═══ PROVIDED TEXT ═══
Thats impressive! Considering where you live, you probably took most of them out with your car, didn't you? I spent a couple of years on the VA side by Fort Belvoir, never seen so many deer. They used to have a sign near the entrance to Quantico with a running count of how many deer had been hit by vehicles on base that year, I recall one time seeing the number 37....

Reactions: Informative 1


----------



## DaveHawk (Mar 28, 2016)

Most all came from a grass air strip on 100 acres . about 600 over 22 years.

Reactions: Like 1


----------



## frankp (Mar 30, 2016)

@DaveHawk you on the VAhunting forum? I started reading it last fall in preps for hunting season and, as a new/returning hunter, it's been a nice resource.


----------



## DaveHawk (Apr 14, 2016)
═══ ENTRIES ═══
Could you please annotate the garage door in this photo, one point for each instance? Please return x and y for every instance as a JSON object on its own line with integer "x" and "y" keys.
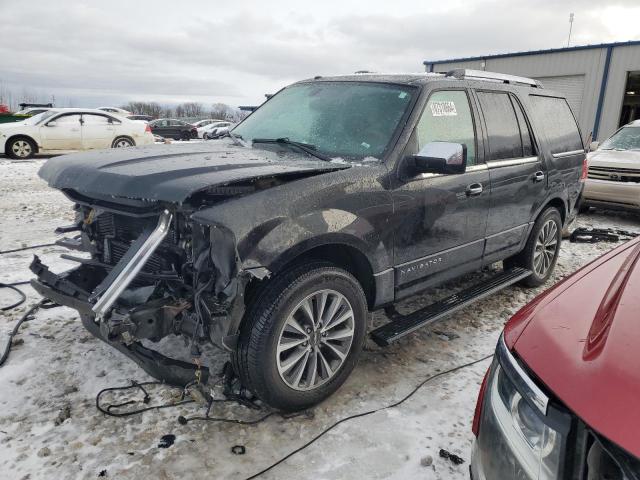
{"x": 572, "y": 86}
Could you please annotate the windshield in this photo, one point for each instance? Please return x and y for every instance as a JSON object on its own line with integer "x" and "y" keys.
{"x": 40, "y": 117}
{"x": 627, "y": 138}
{"x": 340, "y": 119}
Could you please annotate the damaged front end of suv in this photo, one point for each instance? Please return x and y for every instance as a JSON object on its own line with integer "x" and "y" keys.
{"x": 147, "y": 268}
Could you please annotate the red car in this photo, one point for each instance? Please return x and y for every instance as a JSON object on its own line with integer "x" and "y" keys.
{"x": 562, "y": 397}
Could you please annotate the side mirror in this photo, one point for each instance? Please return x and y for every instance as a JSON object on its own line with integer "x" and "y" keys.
{"x": 441, "y": 157}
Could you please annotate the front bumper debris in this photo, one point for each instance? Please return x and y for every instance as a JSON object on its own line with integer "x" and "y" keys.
{"x": 72, "y": 289}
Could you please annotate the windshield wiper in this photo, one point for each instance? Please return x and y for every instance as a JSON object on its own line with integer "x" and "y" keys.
{"x": 237, "y": 139}
{"x": 305, "y": 147}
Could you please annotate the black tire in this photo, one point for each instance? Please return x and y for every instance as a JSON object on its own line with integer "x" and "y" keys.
{"x": 527, "y": 257}
{"x": 256, "y": 359}
{"x": 584, "y": 209}
{"x": 123, "y": 142}
{"x": 21, "y": 148}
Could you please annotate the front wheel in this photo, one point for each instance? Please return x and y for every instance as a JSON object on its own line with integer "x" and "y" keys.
{"x": 302, "y": 336}
{"x": 122, "y": 142}
{"x": 21, "y": 148}
{"x": 540, "y": 254}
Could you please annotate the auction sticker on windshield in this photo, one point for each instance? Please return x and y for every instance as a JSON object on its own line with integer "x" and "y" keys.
{"x": 443, "y": 109}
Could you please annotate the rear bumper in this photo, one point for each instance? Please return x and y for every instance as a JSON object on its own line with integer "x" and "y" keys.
{"x": 67, "y": 289}
{"x": 609, "y": 194}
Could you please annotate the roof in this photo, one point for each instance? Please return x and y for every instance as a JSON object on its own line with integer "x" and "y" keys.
{"x": 402, "y": 78}
{"x": 534, "y": 52}
{"x": 79, "y": 110}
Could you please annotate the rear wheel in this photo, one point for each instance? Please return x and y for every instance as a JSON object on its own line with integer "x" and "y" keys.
{"x": 302, "y": 336}
{"x": 21, "y": 148}
{"x": 540, "y": 254}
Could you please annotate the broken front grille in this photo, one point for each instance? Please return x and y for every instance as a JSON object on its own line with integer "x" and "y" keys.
{"x": 116, "y": 233}
{"x": 615, "y": 174}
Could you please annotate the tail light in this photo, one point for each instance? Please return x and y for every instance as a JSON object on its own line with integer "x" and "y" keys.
{"x": 585, "y": 170}
{"x": 475, "y": 426}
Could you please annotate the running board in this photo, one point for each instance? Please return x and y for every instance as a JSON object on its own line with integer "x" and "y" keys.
{"x": 402, "y": 325}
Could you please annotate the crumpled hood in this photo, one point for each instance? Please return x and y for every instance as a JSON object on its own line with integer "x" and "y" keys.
{"x": 172, "y": 173}
{"x": 614, "y": 158}
{"x": 583, "y": 342}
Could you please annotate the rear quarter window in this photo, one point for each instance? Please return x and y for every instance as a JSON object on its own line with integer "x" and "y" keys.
{"x": 553, "y": 116}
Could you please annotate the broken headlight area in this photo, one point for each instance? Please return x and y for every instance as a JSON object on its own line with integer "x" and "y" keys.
{"x": 149, "y": 276}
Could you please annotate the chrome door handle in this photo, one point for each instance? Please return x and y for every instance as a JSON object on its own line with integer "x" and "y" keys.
{"x": 474, "y": 189}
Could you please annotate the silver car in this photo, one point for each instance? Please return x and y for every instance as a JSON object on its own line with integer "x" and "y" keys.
{"x": 614, "y": 171}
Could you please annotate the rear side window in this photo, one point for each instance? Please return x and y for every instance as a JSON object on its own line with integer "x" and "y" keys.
{"x": 502, "y": 125}
{"x": 528, "y": 149}
{"x": 555, "y": 119}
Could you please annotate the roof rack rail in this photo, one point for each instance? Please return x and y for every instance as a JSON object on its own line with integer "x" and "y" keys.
{"x": 467, "y": 74}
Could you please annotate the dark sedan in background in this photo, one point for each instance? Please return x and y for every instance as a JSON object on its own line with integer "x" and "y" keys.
{"x": 562, "y": 397}
{"x": 171, "y": 128}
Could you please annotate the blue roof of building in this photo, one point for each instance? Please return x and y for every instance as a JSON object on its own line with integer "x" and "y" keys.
{"x": 533, "y": 52}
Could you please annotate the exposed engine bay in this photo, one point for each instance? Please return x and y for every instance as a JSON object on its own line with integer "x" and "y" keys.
{"x": 150, "y": 275}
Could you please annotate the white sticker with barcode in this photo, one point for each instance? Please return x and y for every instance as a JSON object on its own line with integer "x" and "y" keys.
{"x": 443, "y": 109}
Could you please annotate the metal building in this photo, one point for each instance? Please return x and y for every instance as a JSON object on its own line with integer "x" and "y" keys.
{"x": 601, "y": 82}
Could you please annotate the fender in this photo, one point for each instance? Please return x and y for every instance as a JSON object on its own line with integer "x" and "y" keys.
{"x": 272, "y": 226}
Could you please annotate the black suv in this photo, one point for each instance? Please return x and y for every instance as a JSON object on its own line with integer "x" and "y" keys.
{"x": 338, "y": 196}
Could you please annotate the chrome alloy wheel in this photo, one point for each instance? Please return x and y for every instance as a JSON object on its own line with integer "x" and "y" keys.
{"x": 546, "y": 247}
{"x": 315, "y": 340}
{"x": 21, "y": 148}
{"x": 122, "y": 143}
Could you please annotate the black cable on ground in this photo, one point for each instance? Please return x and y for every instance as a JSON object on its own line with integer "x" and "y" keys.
{"x": 28, "y": 315}
{"x": 23, "y": 297}
{"x": 146, "y": 399}
{"x": 30, "y": 247}
{"x": 15, "y": 284}
{"x": 369, "y": 412}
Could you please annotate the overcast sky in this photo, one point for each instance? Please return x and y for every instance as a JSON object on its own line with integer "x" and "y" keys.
{"x": 110, "y": 52}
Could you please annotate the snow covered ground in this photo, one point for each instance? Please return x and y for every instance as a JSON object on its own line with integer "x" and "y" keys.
{"x": 57, "y": 368}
═══
◆ GIVEN PROBLEM A
Summarize the forum thread about deer in three sentences.
◆ GIVEN PROBLEM B
Carry on the forum thread about deer from the point where it stops.
The material has no connection to the forum thread about deer.

◆ FINAL ANSWER A
One poster reacts with admiration and guesses that most of the deer were taken out with a car, recalling years near Fort Belvoir and a sign at Quantico that counted deer hit by vehicles, once showing 37. DaveHawk replies that most came from a grass air strip on 100 acres, about 600 over 22 years. frankp asks whether DaveHawk is on the VAhunting forum, which frankp began reading last fall as a new or returning hunter and has found to be a nice resource.

◆ FINAL ANSWER B
frankp said:


> @DaveHawk you on the VAhunting forum? I started reading it last fall in preps for hunting season and, as a new/returning hunter, it's been a nice resource.


 No I am on Maryland Whitetail hunting forum. That's mainly a bow site. I shot a few deer in Va. but these days mainly turkey hunt down there.

Reactions: Like 1


----------



## frankp (Apr 14, 2016)

Doesn't look like I'm getting out for spring Turkey season after all. Maybe I'll have better luck in the fall.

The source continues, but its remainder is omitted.